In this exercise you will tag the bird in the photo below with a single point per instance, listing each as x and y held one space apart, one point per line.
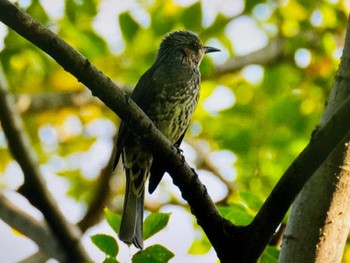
168 93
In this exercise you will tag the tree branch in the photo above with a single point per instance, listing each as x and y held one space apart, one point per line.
34 187
38 231
232 243
101 86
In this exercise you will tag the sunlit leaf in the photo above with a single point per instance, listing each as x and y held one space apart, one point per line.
106 244
154 223
236 213
128 26
153 254
113 220
192 17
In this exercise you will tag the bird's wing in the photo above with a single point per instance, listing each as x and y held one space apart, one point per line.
158 170
142 95
151 83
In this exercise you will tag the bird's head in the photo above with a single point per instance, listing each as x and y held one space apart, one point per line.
184 46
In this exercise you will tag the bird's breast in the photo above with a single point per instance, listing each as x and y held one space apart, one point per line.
173 108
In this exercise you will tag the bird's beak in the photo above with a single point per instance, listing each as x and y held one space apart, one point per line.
210 49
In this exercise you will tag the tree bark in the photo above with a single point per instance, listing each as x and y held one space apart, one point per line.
318 225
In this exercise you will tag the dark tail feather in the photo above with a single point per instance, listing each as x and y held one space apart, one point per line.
132 219
157 172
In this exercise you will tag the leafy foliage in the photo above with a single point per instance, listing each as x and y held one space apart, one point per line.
154 223
153 254
267 124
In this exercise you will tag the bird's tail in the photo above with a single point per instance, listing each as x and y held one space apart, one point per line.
132 220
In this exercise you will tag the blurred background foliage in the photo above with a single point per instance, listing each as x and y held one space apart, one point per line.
260 98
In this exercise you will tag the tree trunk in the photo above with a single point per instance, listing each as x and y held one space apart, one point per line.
318 225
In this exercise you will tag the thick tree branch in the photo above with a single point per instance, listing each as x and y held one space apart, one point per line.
34 187
101 86
38 231
232 244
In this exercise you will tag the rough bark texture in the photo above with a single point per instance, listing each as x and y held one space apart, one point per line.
318 225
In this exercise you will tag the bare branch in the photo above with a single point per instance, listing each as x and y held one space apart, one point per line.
232 243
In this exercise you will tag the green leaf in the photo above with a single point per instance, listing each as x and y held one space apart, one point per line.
236 213
154 223
113 220
153 254
128 26
251 200
106 244
192 17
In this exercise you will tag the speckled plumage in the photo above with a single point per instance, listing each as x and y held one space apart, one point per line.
168 93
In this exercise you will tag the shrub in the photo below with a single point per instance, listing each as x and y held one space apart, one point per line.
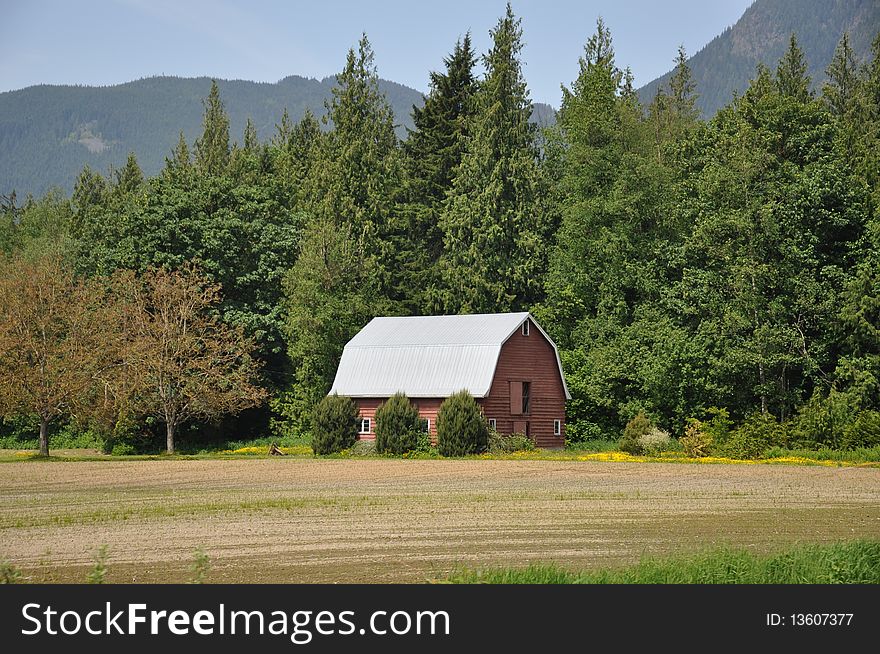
655 441
754 437
582 430
633 432
123 449
506 443
696 442
397 425
461 428
864 432
334 424
9 574
823 420
718 427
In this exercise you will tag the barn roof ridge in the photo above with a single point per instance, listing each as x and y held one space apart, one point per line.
429 356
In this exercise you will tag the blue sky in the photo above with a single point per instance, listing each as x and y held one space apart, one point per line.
99 42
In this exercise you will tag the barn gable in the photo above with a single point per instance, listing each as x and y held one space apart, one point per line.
428 356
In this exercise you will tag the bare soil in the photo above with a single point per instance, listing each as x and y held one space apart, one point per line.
303 520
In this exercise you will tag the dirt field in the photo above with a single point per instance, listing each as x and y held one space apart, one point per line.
301 520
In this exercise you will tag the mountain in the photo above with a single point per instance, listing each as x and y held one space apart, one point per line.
48 133
727 63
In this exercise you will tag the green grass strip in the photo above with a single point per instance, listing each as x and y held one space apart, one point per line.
854 562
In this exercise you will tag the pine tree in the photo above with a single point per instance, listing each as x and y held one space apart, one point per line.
129 178
495 232
433 152
356 175
435 147
841 90
212 148
179 167
682 91
792 80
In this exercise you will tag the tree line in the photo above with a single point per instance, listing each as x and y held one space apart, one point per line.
682 266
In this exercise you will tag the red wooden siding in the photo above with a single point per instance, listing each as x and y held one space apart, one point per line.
523 359
427 407
527 359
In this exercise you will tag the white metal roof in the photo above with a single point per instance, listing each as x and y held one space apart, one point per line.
427 356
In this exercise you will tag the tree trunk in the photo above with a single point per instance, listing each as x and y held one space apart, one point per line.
44 437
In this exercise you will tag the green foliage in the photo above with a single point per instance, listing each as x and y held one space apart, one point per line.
506 443
656 441
98 573
856 562
200 567
754 437
461 428
494 225
635 430
822 421
9 574
696 442
863 432
397 425
334 424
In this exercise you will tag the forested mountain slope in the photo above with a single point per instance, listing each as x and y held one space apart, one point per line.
761 35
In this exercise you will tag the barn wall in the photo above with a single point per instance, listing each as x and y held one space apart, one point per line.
427 407
528 359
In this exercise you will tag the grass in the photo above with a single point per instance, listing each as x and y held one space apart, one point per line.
855 562
591 451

_____

Copy each line exactly, from the line containing "In this exercise you will tag the mountain" down to the last line of the material, and no other lines.

In this exercise you will tag the mountain in the photo above with a single point per instance, listing each as x and y held one space apart, one point per line.
48 133
727 63
In this exercise you will tag the green grass strip in the photo above with a single point per instance, listing each as x and y held one space apart, one point per line.
854 562
In this exercise you will tag the pine tree in the photo above with a single point per instance, listing each as x and y held one space apart, one point per line.
129 178
495 232
433 152
356 175
435 147
841 90
212 148
179 167
682 91
792 80
In this exercise you will tag the tree line in the photo above with a single point per instance, listing each as x and y held one space apart, one point per line.
682 266
In this exercise you will tag the red wooden siding in the photo above with a single point per instance, listing each as x and y held one space apart, one point per line.
523 359
427 407
527 359
In this exercise you will tag the white metal roof in the photo above with a single point per instance, listing each as x and y held one space apart, one point per line.
427 356
In this exercise you will tag the tree trunk in the photo above with a single point per instance, listing each as x and y held one space apart, one point per line.
44 437
In this exercise you will tag the green foliage in the photo above with a single point per instance, listing each as x and y held one space apart, one point per line.
506 443
656 441
98 573
856 562
200 567
754 437
461 428
494 225
635 430
822 421
9 574
696 442
863 432
397 425
334 424
In this exercise you will tag the forested mountain slope in the photo above with a single point per instance, listing each as x and y held one space apart, one point per line.
761 35
In this exercise you will tag the barn wall in the photo above with a single point per instance, listing each as x and y held one space apart, one point per line.
427 407
528 359
In this exercise you will tag the grass in the photo above with a single point per instance, listing each as x and y held one space apart, one point per line.
855 562
591 451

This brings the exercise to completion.